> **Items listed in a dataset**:
** start **
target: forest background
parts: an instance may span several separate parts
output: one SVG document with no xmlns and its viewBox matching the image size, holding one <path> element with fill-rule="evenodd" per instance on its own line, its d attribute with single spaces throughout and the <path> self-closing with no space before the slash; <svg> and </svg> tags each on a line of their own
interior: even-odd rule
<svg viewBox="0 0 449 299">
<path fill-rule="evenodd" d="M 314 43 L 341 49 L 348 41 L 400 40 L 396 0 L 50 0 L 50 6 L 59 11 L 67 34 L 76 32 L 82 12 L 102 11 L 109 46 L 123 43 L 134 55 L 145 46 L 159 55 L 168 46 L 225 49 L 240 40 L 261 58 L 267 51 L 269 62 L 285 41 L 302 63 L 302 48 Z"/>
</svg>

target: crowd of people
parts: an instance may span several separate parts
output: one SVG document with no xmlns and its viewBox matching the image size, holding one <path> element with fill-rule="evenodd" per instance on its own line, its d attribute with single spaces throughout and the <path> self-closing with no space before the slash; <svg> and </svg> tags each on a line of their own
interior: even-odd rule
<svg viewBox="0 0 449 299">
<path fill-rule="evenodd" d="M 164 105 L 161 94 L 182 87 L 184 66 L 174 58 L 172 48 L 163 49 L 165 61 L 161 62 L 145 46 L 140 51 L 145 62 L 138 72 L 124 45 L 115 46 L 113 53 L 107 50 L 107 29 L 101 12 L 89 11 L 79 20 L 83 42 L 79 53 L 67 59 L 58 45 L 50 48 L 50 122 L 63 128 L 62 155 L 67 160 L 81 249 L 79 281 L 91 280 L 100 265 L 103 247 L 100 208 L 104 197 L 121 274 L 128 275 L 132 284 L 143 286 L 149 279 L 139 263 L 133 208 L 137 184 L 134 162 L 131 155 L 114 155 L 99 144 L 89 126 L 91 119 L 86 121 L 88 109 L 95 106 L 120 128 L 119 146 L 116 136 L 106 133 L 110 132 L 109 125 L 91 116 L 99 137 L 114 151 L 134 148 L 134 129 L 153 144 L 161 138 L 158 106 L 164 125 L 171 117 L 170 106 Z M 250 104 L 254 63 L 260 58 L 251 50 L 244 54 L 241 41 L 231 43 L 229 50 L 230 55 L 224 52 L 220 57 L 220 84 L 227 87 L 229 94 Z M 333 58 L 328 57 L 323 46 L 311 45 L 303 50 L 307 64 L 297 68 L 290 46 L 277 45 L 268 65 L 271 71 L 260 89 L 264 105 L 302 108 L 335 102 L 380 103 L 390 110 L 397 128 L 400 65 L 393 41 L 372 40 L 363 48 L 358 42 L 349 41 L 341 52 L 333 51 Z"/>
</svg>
** end **
Switch "several separate parts" to "multiple disconnected parts" everywhere it occurs in the items above, and reproduce the lines with nothing else changed.

target: forest background
parts: an instance may span multiple disconnected parts
output: one SVG document with no xmlns and its viewBox matching the image size, holding one <path> element with fill-rule="evenodd" per instance on its own line, its d attribute with single spaces throughout and the <path> self-closing with no space before the slash; <svg> and </svg> tags each on a line of their own
interior: even-odd rule
<svg viewBox="0 0 449 299">
<path fill-rule="evenodd" d="M 314 43 L 341 49 L 348 41 L 400 40 L 396 0 L 50 0 L 50 6 L 59 11 L 67 34 L 76 32 L 82 12 L 102 11 L 109 46 L 123 43 L 134 55 L 145 46 L 159 55 L 168 46 L 225 49 L 240 40 L 261 58 L 267 51 L 269 62 L 285 41 L 302 63 L 302 48 Z"/>
</svg>

target: crowd of people
parts: an instance may span multiple disconnected parts
output: one SVG document with no xmlns and its viewBox matching the image size, holding one <path> element with fill-rule="evenodd" per instance on its own line, its d attribute with single spaces throughout and the <path> self-closing with no space before the slash; <svg> and </svg> tags each on a line of their own
interior: even-odd rule
<svg viewBox="0 0 449 299">
<path fill-rule="evenodd" d="M 164 105 L 161 94 L 182 87 L 184 66 L 174 58 L 172 48 L 163 49 L 165 61 L 161 62 L 145 46 L 140 51 L 145 62 L 138 72 L 124 45 L 115 46 L 113 53 L 107 50 L 107 29 L 101 12 L 89 11 L 79 20 L 83 42 L 79 53 L 67 59 L 58 45 L 50 48 L 50 122 L 63 128 L 62 155 L 67 160 L 81 249 L 79 281 L 91 280 L 100 265 L 103 247 L 100 208 L 104 197 L 121 274 L 128 275 L 132 284 L 143 286 L 149 279 L 139 263 L 133 208 L 137 184 L 134 162 L 131 155 L 114 155 L 99 144 L 89 126 L 91 119 L 86 121 L 88 109 L 95 106 L 120 128 L 119 146 L 116 136 L 106 133 L 110 132 L 109 125 L 91 116 L 99 137 L 114 151 L 134 148 L 134 129 L 153 144 L 161 138 L 158 106 L 164 125 L 171 117 L 170 106 Z M 250 104 L 254 63 L 260 58 L 251 50 L 244 54 L 241 41 L 231 43 L 229 50 L 230 55 L 224 52 L 220 57 L 220 84 L 227 87 L 229 94 Z M 333 58 L 328 57 L 323 46 L 311 45 L 303 50 L 307 64 L 297 68 L 290 46 L 277 45 L 268 65 L 271 71 L 260 89 L 264 105 L 302 108 L 335 102 L 380 103 L 390 110 L 397 128 L 400 65 L 393 41 L 372 40 L 363 48 L 358 42 L 349 41 L 341 52 L 333 51 Z"/>
</svg>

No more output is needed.